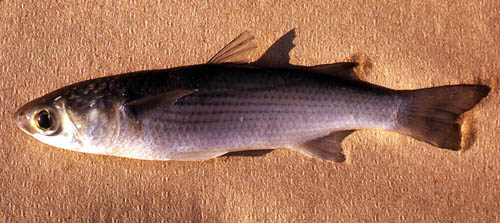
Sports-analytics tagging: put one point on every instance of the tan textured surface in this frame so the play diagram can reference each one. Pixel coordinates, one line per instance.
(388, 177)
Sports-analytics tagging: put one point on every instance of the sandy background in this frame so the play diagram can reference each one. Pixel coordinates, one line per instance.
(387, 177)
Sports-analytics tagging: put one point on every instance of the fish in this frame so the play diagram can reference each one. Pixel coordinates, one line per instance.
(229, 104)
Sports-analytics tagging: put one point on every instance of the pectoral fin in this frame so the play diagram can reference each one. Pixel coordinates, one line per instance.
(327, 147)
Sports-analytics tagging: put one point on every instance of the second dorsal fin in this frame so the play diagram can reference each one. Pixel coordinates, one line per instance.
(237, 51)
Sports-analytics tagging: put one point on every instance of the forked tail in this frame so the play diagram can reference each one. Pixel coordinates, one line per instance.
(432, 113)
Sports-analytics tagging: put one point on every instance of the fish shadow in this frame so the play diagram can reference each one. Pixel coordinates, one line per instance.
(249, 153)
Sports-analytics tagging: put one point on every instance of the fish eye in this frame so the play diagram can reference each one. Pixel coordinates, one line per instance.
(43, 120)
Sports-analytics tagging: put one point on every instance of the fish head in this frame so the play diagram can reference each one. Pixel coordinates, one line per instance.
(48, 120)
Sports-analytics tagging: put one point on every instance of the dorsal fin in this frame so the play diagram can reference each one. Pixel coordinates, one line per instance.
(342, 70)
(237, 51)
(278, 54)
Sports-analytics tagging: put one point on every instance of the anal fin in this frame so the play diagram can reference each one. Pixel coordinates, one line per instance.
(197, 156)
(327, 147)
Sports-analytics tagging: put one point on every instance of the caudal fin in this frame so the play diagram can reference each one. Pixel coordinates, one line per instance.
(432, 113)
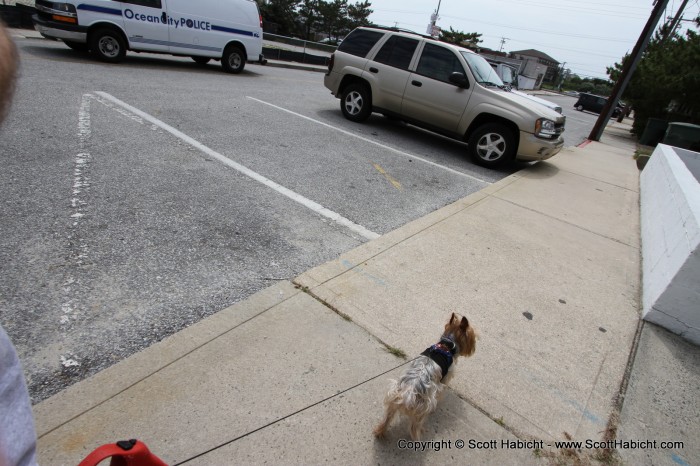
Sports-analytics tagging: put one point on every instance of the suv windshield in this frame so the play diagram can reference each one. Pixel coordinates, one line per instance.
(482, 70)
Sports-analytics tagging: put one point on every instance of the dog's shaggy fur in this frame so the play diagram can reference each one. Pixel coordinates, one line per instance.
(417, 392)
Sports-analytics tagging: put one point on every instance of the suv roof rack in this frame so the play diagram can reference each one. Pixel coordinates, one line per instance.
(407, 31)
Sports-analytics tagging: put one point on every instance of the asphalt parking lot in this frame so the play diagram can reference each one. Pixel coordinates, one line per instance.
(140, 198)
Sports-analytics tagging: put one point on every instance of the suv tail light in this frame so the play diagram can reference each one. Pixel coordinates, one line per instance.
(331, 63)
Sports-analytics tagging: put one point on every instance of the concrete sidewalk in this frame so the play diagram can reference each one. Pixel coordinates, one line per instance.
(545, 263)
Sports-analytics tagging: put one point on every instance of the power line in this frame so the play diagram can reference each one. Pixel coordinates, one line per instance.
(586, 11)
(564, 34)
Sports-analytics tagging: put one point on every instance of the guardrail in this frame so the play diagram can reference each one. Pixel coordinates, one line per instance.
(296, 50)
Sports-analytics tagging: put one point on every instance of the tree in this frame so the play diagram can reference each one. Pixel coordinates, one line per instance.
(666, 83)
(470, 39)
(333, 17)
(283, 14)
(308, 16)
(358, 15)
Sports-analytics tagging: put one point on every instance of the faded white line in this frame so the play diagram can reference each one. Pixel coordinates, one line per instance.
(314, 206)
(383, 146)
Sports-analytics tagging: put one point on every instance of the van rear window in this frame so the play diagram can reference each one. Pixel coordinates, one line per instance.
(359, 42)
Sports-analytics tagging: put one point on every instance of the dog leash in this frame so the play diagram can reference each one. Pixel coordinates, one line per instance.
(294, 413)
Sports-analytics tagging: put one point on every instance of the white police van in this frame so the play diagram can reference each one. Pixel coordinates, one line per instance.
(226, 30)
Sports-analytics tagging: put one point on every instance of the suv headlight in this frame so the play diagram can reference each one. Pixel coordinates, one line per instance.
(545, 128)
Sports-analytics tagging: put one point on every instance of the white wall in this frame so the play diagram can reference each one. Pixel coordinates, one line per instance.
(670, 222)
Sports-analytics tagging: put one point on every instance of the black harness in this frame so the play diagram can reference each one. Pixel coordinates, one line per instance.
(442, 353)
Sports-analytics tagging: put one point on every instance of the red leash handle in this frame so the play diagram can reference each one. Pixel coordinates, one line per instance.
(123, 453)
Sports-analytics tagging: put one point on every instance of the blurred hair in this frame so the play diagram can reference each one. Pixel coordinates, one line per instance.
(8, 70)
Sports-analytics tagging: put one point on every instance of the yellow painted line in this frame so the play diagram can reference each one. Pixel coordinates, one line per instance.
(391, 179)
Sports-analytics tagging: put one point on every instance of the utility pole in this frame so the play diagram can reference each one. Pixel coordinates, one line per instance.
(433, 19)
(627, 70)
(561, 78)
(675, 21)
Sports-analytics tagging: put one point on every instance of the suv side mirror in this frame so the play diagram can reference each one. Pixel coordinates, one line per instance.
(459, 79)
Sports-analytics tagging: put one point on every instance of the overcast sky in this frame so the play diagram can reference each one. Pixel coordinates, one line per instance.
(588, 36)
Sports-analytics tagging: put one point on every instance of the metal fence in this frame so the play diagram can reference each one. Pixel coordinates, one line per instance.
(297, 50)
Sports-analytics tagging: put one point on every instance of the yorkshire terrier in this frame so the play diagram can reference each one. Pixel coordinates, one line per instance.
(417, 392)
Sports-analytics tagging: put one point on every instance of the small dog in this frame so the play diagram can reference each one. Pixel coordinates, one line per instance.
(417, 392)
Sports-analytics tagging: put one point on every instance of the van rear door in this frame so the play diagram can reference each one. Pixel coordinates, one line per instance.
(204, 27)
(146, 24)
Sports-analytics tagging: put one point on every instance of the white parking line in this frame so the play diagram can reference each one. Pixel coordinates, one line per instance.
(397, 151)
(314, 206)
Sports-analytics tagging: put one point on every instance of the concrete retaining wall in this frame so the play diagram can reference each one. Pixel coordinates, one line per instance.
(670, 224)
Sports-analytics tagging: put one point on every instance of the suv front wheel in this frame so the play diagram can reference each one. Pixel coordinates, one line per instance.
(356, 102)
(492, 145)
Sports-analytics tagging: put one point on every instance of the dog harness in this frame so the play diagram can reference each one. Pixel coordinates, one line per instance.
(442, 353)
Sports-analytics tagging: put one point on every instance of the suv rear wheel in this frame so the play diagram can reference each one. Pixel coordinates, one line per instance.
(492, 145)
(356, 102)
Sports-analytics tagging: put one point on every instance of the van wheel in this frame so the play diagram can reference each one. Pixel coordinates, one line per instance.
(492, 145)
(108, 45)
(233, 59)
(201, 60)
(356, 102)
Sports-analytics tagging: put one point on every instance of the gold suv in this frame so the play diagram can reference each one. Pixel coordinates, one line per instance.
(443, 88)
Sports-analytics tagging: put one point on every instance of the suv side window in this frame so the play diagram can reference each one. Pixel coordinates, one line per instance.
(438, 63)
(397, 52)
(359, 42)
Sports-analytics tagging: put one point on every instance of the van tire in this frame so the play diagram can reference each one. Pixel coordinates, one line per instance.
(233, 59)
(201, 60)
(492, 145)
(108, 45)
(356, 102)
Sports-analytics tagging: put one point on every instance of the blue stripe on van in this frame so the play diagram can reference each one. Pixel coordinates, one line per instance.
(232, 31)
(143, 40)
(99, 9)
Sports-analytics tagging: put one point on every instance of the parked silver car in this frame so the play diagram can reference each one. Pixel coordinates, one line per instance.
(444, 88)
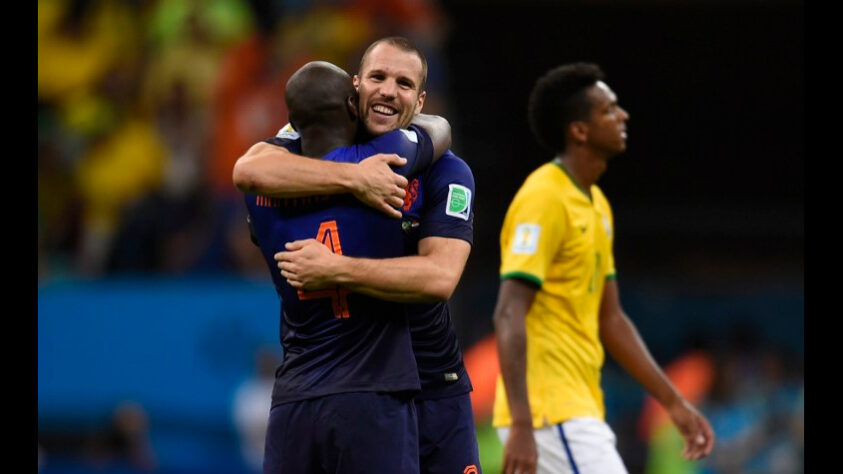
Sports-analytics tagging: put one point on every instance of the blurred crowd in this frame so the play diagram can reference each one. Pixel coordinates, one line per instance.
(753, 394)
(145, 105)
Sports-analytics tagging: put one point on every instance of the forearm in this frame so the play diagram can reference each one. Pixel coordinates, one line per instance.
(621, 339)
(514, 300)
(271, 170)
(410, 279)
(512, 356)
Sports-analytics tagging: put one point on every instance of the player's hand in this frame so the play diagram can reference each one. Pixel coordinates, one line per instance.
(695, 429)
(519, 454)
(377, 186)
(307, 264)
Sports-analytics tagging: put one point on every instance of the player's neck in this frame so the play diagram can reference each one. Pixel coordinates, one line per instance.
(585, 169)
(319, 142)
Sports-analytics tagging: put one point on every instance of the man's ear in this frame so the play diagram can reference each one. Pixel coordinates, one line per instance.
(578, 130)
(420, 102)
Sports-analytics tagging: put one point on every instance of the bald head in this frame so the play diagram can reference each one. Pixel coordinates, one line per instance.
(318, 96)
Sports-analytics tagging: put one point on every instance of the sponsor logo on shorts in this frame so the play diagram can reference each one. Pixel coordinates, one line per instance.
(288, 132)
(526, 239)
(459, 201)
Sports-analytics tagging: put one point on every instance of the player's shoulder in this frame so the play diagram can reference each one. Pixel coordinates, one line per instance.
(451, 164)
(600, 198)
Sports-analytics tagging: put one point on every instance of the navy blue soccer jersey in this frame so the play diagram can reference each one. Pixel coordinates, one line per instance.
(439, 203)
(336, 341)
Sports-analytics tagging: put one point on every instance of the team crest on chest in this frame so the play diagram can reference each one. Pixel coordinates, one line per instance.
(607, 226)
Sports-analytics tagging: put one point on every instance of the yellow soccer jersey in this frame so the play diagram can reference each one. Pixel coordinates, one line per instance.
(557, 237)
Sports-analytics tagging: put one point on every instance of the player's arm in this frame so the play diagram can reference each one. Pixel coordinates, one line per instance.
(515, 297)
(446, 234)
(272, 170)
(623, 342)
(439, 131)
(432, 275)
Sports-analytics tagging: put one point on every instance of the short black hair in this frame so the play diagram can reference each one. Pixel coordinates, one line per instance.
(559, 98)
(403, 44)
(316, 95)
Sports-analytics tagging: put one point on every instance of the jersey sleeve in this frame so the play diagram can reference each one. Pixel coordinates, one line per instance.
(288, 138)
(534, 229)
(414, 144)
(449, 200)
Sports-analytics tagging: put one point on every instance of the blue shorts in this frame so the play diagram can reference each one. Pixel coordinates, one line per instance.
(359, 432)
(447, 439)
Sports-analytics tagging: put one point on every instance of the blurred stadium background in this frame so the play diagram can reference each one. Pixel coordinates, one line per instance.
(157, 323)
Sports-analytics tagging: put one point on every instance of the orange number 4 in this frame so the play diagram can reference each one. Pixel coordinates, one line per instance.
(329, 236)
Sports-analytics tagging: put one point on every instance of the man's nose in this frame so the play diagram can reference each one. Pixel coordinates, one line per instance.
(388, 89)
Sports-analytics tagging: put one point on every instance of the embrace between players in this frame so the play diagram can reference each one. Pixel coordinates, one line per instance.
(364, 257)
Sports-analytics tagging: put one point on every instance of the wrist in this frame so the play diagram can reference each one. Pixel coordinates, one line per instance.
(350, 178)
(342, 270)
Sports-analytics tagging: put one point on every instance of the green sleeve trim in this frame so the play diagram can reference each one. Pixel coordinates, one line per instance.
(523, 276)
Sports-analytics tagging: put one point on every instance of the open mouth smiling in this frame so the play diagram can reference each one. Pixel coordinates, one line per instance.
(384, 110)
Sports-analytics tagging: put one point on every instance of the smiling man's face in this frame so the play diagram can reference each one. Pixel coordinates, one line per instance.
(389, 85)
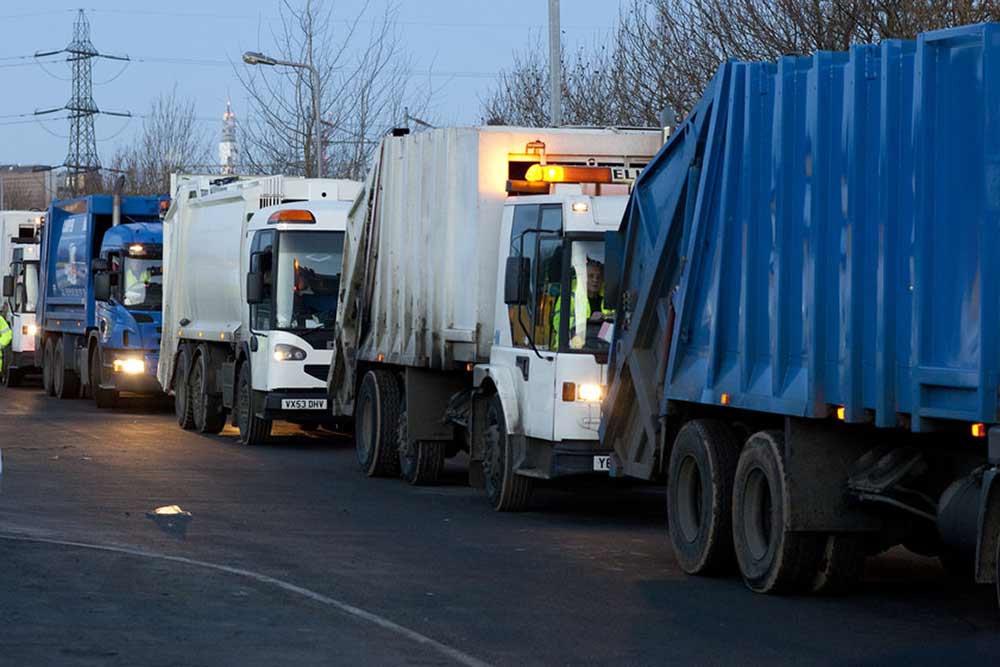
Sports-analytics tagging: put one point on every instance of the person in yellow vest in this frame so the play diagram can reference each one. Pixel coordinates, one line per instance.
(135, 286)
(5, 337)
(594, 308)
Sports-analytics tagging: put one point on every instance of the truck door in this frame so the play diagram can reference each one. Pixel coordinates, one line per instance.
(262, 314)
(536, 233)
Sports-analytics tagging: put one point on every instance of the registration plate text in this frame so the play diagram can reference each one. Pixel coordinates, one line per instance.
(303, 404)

--------

### What needs to be done:
Exactly the lines from the line with "of the wrist" through the last line of the listing, both included, should be extracted, and the pictures left behind.

### Result of the task:
Sports-analytics tagging: put one point on every instance of the wrist in this frame so the play diagram can reference each one. Pixel coordinates, one line per instance.
(350, 178)
(342, 270)
Sports-analytics tagging: put one point on every instance of the green sleeve trim in this frame so the play diagram can reference each one. Pixel coordinates, one line per instance.
(523, 276)
Sports-analytics tagging: put one point on every instance of the open mouth smiling in this frame so the play diagram can reference each one. Pixel coordinates, one line per instance.
(384, 110)
Sports-analytics tagging: put one point on every instance of the smiling man's face in this frame so the play diagram can reference each one. Pixel coordinates, one line per instance.
(389, 85)
Sports-analytics tagging: put one point on every instance of the person in yellow vest in this frame so the play diagram can reference each one. Pixel coordinates, one line per instance.
(135, 286)
(5, 337)
(594, 308)
Sports-analytics tagging: put one point on every instance of the truck door in this frame so the play diagram can reference each one. Pixel coordinates, one line per instance.
(262, 314)
(536, 233)
Sports-analytics tagging: put one point on every instance of the registration plate text in this frame so the play diagram can reference each one. Pixel coordinates, one line per instance.
(303, 404)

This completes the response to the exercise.